* [TASK STATEMENT] Filter the records below and copy out every line that contains the word "table", matching its case exactly.

* [SUPPLIED MATERIAL]
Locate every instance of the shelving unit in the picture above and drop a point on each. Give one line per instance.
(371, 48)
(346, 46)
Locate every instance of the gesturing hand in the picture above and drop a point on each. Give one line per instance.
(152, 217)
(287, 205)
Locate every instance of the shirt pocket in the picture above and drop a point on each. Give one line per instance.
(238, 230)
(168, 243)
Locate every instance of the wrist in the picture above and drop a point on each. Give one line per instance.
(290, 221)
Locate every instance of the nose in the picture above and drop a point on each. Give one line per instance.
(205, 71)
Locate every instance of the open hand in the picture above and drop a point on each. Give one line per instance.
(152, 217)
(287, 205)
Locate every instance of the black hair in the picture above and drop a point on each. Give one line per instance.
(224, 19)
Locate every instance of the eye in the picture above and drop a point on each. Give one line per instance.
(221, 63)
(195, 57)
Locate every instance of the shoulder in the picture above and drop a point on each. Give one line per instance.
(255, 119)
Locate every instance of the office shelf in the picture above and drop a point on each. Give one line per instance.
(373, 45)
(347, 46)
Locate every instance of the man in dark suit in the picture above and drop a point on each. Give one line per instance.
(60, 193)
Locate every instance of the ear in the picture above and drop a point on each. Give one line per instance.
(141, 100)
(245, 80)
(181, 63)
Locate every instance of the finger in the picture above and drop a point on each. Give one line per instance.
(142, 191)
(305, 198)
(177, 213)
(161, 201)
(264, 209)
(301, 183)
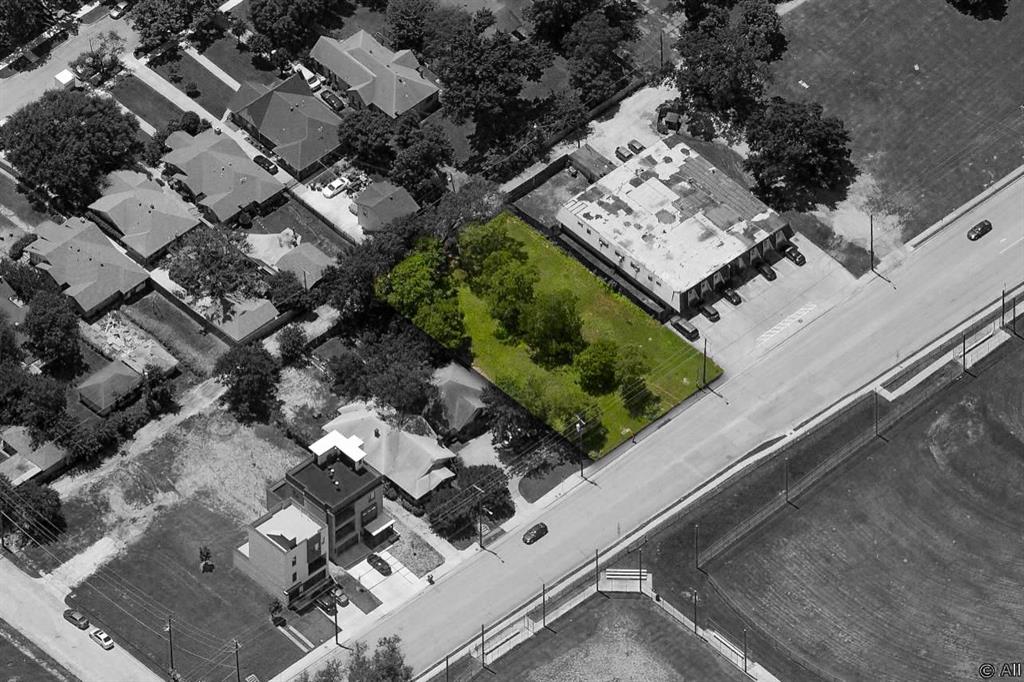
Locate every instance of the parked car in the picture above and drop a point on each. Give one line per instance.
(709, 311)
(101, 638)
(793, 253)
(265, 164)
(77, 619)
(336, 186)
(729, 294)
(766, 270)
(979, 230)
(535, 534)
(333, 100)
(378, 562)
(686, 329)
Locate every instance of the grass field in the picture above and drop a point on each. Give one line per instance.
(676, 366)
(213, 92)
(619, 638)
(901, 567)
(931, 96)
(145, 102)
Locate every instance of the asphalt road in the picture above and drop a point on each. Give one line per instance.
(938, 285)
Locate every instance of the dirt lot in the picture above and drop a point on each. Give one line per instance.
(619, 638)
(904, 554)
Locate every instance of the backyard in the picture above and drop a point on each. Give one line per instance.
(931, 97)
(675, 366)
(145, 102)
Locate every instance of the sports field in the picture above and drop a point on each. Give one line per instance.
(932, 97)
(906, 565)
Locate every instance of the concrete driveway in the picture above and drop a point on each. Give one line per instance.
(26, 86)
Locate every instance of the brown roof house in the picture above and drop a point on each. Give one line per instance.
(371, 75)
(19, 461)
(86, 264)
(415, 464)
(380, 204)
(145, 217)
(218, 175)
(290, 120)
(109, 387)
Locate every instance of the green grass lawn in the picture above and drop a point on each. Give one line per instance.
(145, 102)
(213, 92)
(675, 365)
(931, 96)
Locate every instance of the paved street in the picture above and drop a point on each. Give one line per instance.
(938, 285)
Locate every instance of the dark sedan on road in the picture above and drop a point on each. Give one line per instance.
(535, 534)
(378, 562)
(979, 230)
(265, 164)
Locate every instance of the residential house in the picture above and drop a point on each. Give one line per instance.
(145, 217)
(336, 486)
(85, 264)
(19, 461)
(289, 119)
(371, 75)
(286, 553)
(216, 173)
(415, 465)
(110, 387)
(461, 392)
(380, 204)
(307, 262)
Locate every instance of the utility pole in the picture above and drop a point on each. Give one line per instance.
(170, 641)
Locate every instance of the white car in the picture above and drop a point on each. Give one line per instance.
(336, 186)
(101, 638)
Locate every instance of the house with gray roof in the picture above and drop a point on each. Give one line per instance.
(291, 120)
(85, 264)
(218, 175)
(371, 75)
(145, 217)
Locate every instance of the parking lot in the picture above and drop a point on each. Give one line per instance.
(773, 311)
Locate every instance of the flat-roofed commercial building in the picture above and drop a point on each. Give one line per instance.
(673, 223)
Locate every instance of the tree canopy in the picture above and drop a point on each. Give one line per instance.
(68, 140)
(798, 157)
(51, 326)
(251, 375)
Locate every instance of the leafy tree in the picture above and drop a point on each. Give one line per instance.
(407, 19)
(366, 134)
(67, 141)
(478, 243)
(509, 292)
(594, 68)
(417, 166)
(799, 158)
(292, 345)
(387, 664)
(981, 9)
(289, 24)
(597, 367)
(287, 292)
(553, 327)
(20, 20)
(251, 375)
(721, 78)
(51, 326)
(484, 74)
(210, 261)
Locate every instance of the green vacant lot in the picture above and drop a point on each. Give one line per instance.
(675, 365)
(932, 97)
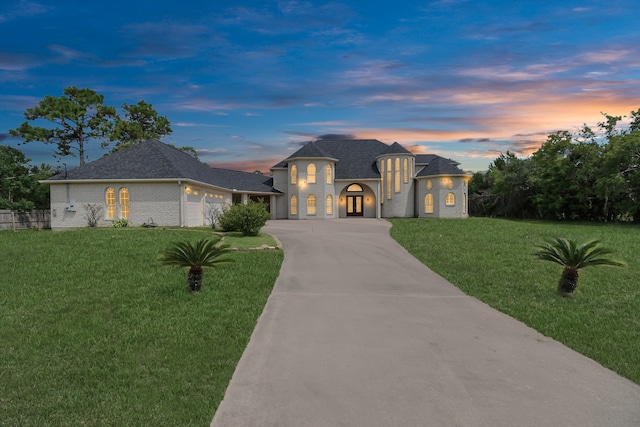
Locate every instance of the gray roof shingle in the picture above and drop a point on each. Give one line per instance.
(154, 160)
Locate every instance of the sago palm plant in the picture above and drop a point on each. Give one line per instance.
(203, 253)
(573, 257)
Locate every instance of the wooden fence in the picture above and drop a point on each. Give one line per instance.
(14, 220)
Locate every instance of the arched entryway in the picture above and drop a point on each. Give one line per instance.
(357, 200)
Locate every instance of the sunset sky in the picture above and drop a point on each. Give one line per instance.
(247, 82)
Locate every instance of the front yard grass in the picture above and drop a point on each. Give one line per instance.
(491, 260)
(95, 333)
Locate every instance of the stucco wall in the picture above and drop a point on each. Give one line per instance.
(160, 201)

==

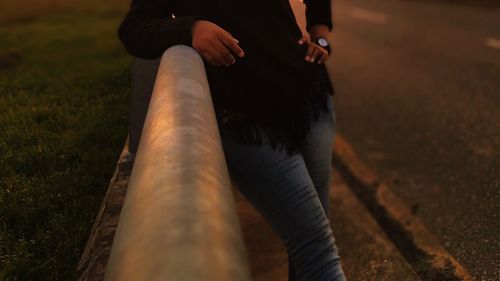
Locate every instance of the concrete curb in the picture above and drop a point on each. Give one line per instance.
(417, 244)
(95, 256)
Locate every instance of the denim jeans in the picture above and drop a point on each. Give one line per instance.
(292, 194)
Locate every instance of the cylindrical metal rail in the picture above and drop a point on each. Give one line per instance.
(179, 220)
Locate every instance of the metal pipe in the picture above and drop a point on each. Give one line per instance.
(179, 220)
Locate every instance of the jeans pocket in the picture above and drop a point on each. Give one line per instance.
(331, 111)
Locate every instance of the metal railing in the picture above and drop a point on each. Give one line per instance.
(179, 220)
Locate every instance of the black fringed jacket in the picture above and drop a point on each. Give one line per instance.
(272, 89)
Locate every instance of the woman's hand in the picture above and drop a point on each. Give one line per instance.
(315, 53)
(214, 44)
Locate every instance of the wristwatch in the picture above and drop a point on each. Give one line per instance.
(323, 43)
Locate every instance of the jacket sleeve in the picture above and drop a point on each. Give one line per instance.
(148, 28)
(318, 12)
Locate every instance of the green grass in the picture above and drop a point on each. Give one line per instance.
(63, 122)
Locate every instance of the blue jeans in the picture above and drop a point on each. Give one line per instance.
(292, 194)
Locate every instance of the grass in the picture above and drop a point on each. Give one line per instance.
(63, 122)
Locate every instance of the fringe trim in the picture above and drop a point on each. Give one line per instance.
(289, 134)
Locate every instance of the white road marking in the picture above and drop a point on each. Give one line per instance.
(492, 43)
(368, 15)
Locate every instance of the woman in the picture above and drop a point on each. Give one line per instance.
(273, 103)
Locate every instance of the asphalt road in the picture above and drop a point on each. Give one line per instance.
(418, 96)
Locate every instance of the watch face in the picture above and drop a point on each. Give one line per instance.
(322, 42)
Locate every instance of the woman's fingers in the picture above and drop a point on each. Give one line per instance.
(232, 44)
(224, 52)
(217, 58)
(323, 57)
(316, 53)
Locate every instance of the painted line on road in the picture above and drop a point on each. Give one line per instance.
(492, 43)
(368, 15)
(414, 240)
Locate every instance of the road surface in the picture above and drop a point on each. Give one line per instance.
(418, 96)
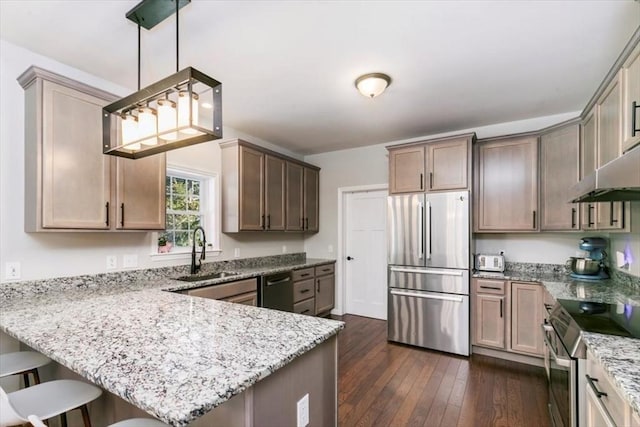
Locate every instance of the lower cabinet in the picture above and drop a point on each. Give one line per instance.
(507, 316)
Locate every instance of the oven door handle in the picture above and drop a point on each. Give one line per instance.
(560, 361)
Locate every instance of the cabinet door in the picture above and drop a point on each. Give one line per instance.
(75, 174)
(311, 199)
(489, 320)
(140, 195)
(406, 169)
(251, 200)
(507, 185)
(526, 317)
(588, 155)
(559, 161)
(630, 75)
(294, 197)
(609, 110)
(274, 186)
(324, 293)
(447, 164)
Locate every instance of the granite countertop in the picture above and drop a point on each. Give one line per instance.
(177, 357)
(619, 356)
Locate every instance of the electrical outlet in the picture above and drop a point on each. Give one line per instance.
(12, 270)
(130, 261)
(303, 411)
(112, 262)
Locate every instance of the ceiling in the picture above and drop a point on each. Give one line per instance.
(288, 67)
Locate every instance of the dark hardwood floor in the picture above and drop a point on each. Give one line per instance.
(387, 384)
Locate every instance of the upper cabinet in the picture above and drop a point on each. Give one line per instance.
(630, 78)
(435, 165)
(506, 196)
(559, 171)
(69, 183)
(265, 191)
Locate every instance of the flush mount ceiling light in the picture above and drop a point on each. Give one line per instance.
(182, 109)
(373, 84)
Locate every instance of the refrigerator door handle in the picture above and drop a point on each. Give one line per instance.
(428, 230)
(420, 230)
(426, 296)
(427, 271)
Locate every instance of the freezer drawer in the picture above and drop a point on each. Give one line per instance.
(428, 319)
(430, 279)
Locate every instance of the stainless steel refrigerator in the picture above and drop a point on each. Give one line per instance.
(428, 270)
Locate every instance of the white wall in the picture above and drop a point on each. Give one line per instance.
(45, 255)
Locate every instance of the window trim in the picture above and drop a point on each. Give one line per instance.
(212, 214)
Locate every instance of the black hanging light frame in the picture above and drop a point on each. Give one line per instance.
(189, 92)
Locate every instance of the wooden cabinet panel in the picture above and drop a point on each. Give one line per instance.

---

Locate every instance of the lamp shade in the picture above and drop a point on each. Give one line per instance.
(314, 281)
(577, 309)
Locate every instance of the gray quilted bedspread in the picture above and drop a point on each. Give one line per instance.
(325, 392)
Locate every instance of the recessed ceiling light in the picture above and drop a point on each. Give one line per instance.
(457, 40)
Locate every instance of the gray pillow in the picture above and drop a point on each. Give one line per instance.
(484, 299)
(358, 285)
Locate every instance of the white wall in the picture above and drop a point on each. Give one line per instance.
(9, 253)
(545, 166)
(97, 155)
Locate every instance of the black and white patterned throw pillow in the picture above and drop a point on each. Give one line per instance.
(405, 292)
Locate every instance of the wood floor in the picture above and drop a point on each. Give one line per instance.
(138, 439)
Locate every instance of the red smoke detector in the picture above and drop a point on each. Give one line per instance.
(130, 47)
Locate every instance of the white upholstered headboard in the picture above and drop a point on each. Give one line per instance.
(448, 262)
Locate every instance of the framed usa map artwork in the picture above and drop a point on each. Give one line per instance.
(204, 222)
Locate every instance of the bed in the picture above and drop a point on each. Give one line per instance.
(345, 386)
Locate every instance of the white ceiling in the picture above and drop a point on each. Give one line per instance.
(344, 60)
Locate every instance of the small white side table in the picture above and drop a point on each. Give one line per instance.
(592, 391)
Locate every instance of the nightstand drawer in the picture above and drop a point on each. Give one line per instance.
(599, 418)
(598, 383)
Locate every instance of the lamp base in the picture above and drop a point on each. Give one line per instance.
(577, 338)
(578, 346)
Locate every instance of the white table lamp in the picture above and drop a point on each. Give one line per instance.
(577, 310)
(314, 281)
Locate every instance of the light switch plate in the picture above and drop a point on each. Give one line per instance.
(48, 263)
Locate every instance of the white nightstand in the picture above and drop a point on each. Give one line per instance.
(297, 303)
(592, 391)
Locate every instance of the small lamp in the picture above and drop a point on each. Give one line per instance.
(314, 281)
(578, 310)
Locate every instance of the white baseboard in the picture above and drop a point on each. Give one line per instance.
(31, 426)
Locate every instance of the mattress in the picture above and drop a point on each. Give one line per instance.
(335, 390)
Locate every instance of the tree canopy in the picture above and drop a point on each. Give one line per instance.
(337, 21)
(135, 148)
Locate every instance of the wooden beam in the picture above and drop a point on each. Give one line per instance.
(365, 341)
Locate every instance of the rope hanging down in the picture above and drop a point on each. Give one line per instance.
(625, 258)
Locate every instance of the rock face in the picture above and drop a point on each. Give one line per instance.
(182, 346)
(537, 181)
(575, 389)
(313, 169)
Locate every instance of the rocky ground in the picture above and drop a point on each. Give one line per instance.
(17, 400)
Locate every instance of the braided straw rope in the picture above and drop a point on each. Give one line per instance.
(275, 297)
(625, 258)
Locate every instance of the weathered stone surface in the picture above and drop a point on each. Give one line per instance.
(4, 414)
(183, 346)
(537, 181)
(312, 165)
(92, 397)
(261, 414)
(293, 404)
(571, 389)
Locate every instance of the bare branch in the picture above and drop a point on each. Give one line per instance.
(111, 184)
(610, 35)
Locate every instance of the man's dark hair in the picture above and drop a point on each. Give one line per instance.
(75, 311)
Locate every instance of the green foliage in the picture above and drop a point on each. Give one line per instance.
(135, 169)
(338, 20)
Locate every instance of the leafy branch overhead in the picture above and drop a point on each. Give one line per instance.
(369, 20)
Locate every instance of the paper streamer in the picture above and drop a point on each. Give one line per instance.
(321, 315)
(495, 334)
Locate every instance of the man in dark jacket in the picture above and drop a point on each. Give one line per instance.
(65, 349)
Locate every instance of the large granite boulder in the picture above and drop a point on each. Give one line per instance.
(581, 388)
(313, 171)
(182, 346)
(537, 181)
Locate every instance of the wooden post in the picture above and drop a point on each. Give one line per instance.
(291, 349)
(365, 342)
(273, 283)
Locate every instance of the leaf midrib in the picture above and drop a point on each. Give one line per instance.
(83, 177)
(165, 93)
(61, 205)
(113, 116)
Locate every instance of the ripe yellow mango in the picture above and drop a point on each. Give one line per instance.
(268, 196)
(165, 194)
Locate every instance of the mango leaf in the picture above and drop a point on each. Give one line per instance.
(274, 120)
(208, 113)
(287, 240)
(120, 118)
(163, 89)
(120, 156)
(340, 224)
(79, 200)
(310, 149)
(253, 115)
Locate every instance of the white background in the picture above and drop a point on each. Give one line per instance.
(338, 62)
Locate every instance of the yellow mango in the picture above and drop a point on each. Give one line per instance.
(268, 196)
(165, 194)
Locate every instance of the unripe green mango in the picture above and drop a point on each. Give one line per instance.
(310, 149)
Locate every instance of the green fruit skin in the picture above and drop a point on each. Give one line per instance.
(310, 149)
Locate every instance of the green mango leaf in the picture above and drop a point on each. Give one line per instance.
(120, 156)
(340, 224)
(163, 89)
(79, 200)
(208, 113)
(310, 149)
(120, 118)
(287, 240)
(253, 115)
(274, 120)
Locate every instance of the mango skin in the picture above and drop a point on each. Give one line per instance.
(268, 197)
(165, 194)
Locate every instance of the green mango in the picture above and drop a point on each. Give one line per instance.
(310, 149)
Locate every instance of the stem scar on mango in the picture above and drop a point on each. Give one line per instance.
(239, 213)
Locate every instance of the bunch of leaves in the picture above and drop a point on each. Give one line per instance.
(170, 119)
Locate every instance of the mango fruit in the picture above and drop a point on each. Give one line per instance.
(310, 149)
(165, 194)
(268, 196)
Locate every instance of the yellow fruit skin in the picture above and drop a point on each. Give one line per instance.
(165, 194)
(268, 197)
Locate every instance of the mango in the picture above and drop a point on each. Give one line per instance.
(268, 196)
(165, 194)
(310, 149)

* [OUTPUT BELOW]
Locate every instance of the small white side table in the picture above and drop a point on each. Give one line per instance.
Locate every instance of the white table lamp in the picture above and drop a point on each. Give one line per instance.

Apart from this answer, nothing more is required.